## Directions
**A.** For the article on cruising with guests, decide whether each statement agrees with the text, answering yes or no and quoting the deciding words: (i) Sam and the narrator sleep in the v-berth. (ii) Janet sleeps on the port settee. (iii) The boat is a Downeast 32-foot cutter.
**B.** Answer from the article on cruising with guests:
(i) In which month and year was it the Article of the Month?
(ii) Where did Janet and Traci meet up with the couple?
(iii) What is the boat's name?
**C.** Reproduce the stretch of the article on cruising with guests from "Challenging and chaotic?" through "in her closet.".

──────── Supplied text ────────

Cruising with Guests

by Sally Peterson Article of the Month May 2008

Challenging and chaotic? Yes. Worth it? Definitely!


“SAM! WAKE UP!”
    My husband Sam and I slowly roll over in a comatose state, nestled in our cozy v-berth.
    “Sam! Wake up! They’ve boarded our boat!” Attempts to block out the intrusive noise are made before realizing that we aren’t dreaming; disturbing the silence, even before the roosters, is one of our guests who is in fact frantically calling to us like a child convinced there is a monster in her closet.
    “Sam! The officials have boarded Moana and want to see your paperwork!”
    With the words “officials,” “boarded” and “paperwork” the fog quickly fades from his head and Sam all but falls out of the berth as he shoots up the stairs to the cockpit. I hear the sound of his feet shuffling across our deck but am too tired to respond or be frightened.

Guests 1
    A few days earlier my sister Janet and friend Traci had met up with us in Fiji for a taste of the cruising life. Aboard our Downeast 32-foot cutter Janet is sleeping on the starboard settee while Traci occupies what has been made into a playpen out of the dinette. The next thing I know Traci is apologizing. “I was sleep-walking. There’s no one on the boat.” And so begins a cruising season of guests aboard Moana.

──────── Provided information ────────

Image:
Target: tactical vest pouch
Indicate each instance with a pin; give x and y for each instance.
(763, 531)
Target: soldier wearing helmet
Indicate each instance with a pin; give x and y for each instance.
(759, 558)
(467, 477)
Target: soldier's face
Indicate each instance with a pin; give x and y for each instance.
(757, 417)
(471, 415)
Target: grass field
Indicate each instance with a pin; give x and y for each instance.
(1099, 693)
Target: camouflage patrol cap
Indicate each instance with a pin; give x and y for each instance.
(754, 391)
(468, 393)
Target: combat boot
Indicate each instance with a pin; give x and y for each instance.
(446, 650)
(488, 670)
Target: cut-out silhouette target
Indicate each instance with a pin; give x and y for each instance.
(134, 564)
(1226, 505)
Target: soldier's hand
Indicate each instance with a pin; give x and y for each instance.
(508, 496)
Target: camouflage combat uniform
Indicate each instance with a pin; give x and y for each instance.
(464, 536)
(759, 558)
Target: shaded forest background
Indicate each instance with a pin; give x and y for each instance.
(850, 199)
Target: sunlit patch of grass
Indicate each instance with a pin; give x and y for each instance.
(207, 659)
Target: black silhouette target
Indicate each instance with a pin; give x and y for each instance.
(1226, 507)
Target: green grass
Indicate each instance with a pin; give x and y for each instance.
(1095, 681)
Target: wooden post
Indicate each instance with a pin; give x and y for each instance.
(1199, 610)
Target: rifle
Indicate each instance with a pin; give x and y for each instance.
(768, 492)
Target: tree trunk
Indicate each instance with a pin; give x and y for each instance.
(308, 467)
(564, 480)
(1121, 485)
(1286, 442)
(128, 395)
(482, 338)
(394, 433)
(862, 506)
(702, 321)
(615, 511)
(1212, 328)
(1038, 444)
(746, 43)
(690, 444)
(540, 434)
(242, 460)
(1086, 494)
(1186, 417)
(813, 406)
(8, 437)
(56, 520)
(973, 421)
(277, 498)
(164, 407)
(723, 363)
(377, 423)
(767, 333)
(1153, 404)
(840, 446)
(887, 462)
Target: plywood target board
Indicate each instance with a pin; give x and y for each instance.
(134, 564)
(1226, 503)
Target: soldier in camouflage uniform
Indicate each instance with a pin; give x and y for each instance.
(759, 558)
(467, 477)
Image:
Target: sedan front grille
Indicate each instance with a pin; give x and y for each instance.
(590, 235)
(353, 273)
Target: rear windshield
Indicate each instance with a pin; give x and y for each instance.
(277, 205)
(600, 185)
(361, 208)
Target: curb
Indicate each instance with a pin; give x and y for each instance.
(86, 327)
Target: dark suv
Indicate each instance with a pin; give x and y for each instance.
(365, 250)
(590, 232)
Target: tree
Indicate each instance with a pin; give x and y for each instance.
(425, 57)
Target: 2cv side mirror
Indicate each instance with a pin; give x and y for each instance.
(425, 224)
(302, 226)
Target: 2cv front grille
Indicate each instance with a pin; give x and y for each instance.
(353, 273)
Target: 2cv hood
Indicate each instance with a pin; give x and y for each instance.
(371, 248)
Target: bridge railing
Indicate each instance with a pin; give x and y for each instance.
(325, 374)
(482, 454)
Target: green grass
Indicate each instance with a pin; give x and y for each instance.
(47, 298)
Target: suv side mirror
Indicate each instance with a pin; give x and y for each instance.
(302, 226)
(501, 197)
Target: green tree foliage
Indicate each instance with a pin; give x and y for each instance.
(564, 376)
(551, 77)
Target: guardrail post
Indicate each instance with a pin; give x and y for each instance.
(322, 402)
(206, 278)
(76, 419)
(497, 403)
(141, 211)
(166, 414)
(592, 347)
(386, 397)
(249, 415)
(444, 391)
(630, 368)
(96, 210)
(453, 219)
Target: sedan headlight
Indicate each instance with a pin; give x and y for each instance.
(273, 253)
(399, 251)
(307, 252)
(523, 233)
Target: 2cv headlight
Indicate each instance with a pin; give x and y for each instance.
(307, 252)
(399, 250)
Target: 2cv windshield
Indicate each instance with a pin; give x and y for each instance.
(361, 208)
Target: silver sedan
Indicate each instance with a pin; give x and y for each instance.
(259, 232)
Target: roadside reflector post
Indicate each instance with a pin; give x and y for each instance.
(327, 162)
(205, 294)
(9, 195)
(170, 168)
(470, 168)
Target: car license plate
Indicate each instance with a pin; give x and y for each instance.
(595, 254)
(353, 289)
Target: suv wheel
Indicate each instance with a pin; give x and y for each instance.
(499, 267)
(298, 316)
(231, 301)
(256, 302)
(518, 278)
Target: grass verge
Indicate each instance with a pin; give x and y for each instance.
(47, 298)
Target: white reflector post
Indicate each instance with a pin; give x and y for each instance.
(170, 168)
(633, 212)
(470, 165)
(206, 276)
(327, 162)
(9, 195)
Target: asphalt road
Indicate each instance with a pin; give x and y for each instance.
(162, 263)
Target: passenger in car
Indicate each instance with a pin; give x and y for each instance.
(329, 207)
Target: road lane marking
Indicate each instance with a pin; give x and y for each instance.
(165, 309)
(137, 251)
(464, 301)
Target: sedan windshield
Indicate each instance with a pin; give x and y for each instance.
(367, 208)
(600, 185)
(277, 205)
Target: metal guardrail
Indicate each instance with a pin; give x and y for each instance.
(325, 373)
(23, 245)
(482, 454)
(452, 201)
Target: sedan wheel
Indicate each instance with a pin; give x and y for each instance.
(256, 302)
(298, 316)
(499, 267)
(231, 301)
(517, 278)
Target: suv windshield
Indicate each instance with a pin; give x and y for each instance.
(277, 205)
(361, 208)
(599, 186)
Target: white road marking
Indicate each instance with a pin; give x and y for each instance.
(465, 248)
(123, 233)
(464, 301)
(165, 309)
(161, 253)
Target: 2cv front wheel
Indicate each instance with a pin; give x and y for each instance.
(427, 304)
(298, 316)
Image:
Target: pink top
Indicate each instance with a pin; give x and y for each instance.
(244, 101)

────────

## Responses
**A.**
(i) Yes: "nestled in our cozy v-berth"
(ii) No: "Janet is sleeping on the starboard settee"
(iii) Yes: "Aboard our Downeast 32-foot cutter"

**B.**
(i) May 2008
(ii) Fiji
(iii) Moana

**C.**
Challenging and chaotic? Yes. Worth it? Definitely!


“SAM! WAKE UP!”
    My husband Sam and I slowly roll over in a comatose state, nestled in our cozy v-berth.
    “Sam! Wake up! They’ve boarded our boat!” Attempts to block out the intrusive noise are made before realizing that we aren’t dreaming; disturbing the silence, even before the roosters, is one of our guests who is in fact frantically calling to us like a child convinced there is a monster in her closet.